Dataset items:

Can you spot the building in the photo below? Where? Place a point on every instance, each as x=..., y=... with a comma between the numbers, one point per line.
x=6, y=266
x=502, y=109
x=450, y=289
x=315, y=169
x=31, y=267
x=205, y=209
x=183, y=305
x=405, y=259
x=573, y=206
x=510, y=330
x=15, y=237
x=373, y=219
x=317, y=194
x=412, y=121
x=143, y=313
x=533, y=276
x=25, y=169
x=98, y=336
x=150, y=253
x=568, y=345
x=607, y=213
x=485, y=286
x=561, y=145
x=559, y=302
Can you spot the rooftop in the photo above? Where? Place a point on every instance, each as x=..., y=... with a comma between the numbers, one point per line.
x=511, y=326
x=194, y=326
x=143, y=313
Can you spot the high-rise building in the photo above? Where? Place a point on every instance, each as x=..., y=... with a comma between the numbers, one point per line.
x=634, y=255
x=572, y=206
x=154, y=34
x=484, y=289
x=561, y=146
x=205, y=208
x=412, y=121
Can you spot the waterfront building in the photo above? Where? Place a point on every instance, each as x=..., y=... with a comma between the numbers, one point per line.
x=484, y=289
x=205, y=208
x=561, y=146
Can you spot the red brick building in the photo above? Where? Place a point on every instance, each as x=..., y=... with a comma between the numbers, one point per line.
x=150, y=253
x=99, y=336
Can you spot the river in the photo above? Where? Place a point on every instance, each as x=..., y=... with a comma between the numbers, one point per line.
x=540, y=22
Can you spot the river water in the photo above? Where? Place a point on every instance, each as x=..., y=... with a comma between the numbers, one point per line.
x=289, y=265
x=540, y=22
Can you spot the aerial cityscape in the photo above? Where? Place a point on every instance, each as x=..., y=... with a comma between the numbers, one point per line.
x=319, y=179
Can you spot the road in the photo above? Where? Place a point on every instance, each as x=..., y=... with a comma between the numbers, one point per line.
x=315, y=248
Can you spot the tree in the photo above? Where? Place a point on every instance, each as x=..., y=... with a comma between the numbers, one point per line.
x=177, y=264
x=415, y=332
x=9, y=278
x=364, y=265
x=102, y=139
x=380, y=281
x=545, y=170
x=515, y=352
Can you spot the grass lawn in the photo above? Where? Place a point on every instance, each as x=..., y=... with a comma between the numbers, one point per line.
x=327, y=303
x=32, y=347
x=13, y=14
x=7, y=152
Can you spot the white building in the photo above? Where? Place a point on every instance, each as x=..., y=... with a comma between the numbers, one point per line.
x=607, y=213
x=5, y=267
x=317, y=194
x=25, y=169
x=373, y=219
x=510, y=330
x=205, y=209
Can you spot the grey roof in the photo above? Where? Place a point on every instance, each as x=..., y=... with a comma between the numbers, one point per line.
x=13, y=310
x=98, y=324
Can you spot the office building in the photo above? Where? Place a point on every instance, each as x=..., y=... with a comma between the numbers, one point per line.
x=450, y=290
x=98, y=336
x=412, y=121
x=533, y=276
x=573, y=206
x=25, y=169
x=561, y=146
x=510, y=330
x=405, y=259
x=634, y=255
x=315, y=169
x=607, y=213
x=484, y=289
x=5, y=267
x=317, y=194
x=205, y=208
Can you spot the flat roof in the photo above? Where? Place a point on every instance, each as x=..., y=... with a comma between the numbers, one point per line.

Work instructions: Repeat the entries exactly, all of them.

Response to the exercise:
Can you spot the building in the photo below? Where? Place a point on every instance, each as x=..., y=... with a comma between the numbers, one point per line.
x=6, y=266
x=502, y=109
x=450, y=289
x=315, y=169
x=31, y=267
x=205, y=209
x=183, y=305
x=405, y=259
x=573, y=206
x=510, y=330
x=15, y=237
x=373, y=219
x=317, y=194
x=412, y=121
x=143, y=313
x=533, y=276
x=25, y=169
x=98, y=336
x=150, y=253
x=568, y=345
x=607, y=213
x=485, y=286
x=561, y=145
x=559, y=302
Can you spot the rooftop in the photo above? Where? Place a point on every instance, each as x=..., y=... with a comma between the numbers, one point per line.
x=511, y=326
x=194, y=326
x=143, y=313
Can you spot the high-rise building in the photo above? Where? Place a point on every instance, each as x=..., y=... with a comma between the numbers, one point per line.
x=634, y=255
x=572, y=206
x=154, y=34
x=484, y=289
x=561, y=146
x=205, y=208
x=412, y=121
Can you spot the waterfront building in the photo above? Where? Place a point on every instance, each as x=..., y=... with a comma between the numbers, one point per line.
x=484, y=289
x=205, y=208
x=561, y=146
Can you spot the red brick building in the photo above? Where? Place a point on every instance, each as x=..., y=... with a comma between the numbers, one point per line.
x=150, y=253
x=99, y=336
Can you spot the river in the photo above? Where? Place a point on every instance, each as x=..., y=... with a comma between the numbers, one point per line.
x=540, y=22
Can you spot the river water in the photo above? Where? Place a point on every instance, each as x=..., y=... with a comma between the numbers, one point per line.
x=289, y=265
x=540, y=22
Can you spot the aerial cityscape in the photo above? Where? Place a point on every instance, each as x=..., y=... with a comma between the numbers, one point per line.
x=319, y=179
Can you spot the road in the photo above? Where? Place a point on every instance, each as x=..., y=... with a comma between the numbers, one point per line.
x=315, y=248
Can you spot the tree in the photo above? Where? Place a point on every instance, each as x=..., y=... with a comma between the numbers, one point per line.
x=177, y=264
x=415, y=332
x=9, y=278
x=364, y=265
x=102, y=139
x=380, y=281
x=545, y=170
x=515, y=352
Can you spot the grass lawn in the photo above? Where? Place a point on every instance, each as x=..., y=... with a comma between the numbers, one point per line.
x=327, y=303
x=32, y=347
x=13, y=14
x=7, y=152
Can you spot the white building in the photo above? Where? Place a point on every instance, each as x=..., y=... with a comma between the numbers, one point per line.
x=607, y=213
x=5, y=267
x=317, y=194
x=25, y=169
x=373, y=219
x=510, y=330
x=205, y=209
Can you spot the grey roof in the photo above? Where? Place a point on every instance, each as x=..., y=... with a comma between the numbers, one point per line.
x=13, y=310
x=98, y=324
Can you spot the office building in the photo above? Where? Place a point on every instance, each as x=..., y=... with a comma between the numbers, one point per line.
x=450, y=290
x=98, y=336
x=412, y=121
x=533, y=276
x=573, y=206
x=25, y=169
x=561, y=146
x=510, y=330
x=405, y=259
x=634, y=255
x=315, y=169
x=607, y=213
x=484, y=289
x=5, y=267
x=317, y=194
x=205, y=208
Can you spot the flat roof in the photo above? Where? Place a point on every instance, each as x=..., y=... with a comma between the numbers, one point per line.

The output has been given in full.